What to produce:
Whenever the string "this" appears in a line of the listing below, that line counts. Say how many lines count, and give nothing else.

▬▬▬

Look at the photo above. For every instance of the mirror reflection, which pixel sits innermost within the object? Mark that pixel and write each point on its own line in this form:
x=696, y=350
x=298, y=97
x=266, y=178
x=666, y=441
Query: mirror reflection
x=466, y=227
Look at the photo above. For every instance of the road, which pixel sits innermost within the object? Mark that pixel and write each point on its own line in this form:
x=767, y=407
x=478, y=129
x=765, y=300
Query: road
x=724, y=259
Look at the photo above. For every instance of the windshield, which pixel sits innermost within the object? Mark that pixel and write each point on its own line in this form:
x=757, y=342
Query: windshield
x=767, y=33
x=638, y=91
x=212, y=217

▬▬▬

Result:
3